═══ DOCUMENT SEGMENT ═══

Dear RPS members,
In 2022, the RPS would like to focus on embracing diversity, equity and inclusion (DEI) and on broadening our international network. One way to achieve this goal is to celebrate a semi-monthly calendar of observances and appreciations for those that are underrepresented in medicine, with 10-question interviews highlighting our diverse pool of members. As February is the month of celebrating the history of Black Americans (who disproportionately suffer from kidney disease), the first interview is with Carla Ellis, former RPS training committee chair and then treasurer, and now co-chair of the Communications/Website committee and Social Media Working Group. Please find the interview below.
1. What is your name, where were you born, where do you work?
My name is Carla Ellis. I was born in Columbus, Georgia on the Fort Benning army base (I'm an army brat!) and I currently work at Northwestern University Hospital/School of Medicine in Chicago, Illinois.
2. What is your number one topic of interest in nephropathology?
I love everything about nephropathology, so it's very hard for me to pick a favorite, or specific subtopic. What I love most is teaching the complexities of our interesting field to medical students, nephrology fellows, and pathology residents!
3. What is the thing you like most about your job?
I love teaching, and I also love the interwovenness of the findings on renal biopsies by light, immunofluorescence (IF) and electron microscopy! Many times I look at my IF slides first to get a sense of my cases before light microscopy. Electron microscopy is so important for us, and the images are
a beautiful modality. I also appreciate the wealth of expertise in our field and what we learn from senior renal pathologists at our conferences and meetings.
4. What is the most challenging aspect of your job?
We experience many daily challenges, but one the most challenging aspects of my job is time management between the demands of administrative and clinical service work, teaching preparation, committee/society work and research pursuits. I'm a fan of structure, and we all know how "unstructured" a typical work day can be. I want to do the best I can in all of those aspects, so I'm still evolving and will likely always be a work in progress!
5. What did you want to become when you were a child?
Growing up, I wanted to be a veterinarian, but then I spent some time at an animal pound and quickly changed my mind. I love animals but it's so hard to see them hurt or neglected.

═══ DATA EXTRACTS ═══

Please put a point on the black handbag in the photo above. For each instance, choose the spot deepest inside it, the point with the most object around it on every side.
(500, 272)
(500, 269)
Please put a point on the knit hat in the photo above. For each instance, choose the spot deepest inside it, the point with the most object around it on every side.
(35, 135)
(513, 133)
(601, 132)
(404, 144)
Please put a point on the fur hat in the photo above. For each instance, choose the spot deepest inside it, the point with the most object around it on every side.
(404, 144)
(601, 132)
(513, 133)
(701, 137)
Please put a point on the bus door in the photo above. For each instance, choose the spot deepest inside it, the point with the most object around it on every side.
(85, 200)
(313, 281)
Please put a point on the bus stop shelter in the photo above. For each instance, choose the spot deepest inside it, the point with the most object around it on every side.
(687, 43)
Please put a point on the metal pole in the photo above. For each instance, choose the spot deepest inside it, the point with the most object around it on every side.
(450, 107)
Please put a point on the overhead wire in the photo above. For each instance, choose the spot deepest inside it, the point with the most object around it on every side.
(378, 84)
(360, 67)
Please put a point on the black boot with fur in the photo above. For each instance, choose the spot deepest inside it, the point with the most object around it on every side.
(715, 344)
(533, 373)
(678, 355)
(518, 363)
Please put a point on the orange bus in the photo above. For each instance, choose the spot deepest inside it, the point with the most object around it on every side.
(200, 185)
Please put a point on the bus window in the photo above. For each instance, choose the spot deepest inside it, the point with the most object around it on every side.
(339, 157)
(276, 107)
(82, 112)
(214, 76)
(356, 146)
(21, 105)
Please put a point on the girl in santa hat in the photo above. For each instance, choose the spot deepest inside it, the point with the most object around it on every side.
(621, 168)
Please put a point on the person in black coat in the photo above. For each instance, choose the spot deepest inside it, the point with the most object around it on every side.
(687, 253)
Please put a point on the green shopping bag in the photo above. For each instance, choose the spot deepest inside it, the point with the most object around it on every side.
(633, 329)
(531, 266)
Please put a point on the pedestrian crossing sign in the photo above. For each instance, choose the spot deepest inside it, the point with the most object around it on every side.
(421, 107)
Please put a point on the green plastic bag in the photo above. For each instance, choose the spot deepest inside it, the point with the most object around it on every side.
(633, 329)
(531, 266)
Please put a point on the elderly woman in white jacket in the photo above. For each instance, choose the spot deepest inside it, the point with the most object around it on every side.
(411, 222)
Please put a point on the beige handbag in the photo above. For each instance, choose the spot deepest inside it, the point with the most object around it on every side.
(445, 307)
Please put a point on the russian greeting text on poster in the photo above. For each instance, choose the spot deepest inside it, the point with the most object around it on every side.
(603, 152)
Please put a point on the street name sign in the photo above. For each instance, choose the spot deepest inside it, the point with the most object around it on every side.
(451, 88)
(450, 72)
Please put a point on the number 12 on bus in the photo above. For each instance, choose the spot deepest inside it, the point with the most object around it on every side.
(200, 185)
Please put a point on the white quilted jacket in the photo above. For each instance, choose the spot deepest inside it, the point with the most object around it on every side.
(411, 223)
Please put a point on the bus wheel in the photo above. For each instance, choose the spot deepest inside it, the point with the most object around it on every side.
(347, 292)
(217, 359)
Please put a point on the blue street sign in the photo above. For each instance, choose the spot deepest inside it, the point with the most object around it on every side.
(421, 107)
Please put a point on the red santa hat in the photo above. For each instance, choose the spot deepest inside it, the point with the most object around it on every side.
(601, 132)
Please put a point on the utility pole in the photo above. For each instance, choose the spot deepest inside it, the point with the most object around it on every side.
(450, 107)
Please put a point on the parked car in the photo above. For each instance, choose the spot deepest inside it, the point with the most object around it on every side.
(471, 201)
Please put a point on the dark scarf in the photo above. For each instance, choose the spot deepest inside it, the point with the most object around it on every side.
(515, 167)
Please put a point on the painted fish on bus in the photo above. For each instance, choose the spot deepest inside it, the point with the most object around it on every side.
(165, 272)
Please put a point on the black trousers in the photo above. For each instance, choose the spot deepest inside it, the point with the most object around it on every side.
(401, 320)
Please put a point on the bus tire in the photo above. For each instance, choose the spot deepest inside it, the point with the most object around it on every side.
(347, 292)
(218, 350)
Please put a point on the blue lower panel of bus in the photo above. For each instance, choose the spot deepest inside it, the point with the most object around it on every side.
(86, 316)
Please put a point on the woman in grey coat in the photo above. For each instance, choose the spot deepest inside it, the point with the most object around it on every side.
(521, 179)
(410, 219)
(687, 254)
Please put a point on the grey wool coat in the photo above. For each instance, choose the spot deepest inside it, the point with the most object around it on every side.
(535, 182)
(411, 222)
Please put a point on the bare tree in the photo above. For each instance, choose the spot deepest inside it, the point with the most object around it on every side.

═══

(PROBLEM SET)
A - Answer these questions from the interview with Carla Ellis:
(i) Where was she born?
(ii) Which slides does she often look at first to get a sense of her cases?
(iii) What did she want to become as a child?
B - Please write out the interview word for word, everything from "2. What is your" down to "conferences and meetings.".
The records play no role in any of this work.

(TASK-BY-TASK ANSWERS)
A -
(i) Columbus, Georgia, on the Fort Benning army base
(ii) Her immunofluorescence (IF) slides
(iii) A veterinarian

B -
2. What is your number one topic of interest in nephropathology?
I love everything about nephropathology, so it's very hard for me to pick a favorite, or specific subtopic. What I love most is teaching the complexities of our interesting field to medical students, nephrology fellows, and pathology residents!
3. What is the thing you like most about your job?
I love teaching, and I also love the interwovenness of the findings on renal biopsies by light, immunofluorescence (IF) and electron microscopy! Many times I look at my IF slides first to get a sense of my cases before light microscopy. Electron microscopy is so important for us, and the images are
a beautiful modality. I also appreciate the wealth of expertise in our field and what we learn from senior renal pathologists at our conferences and meetings.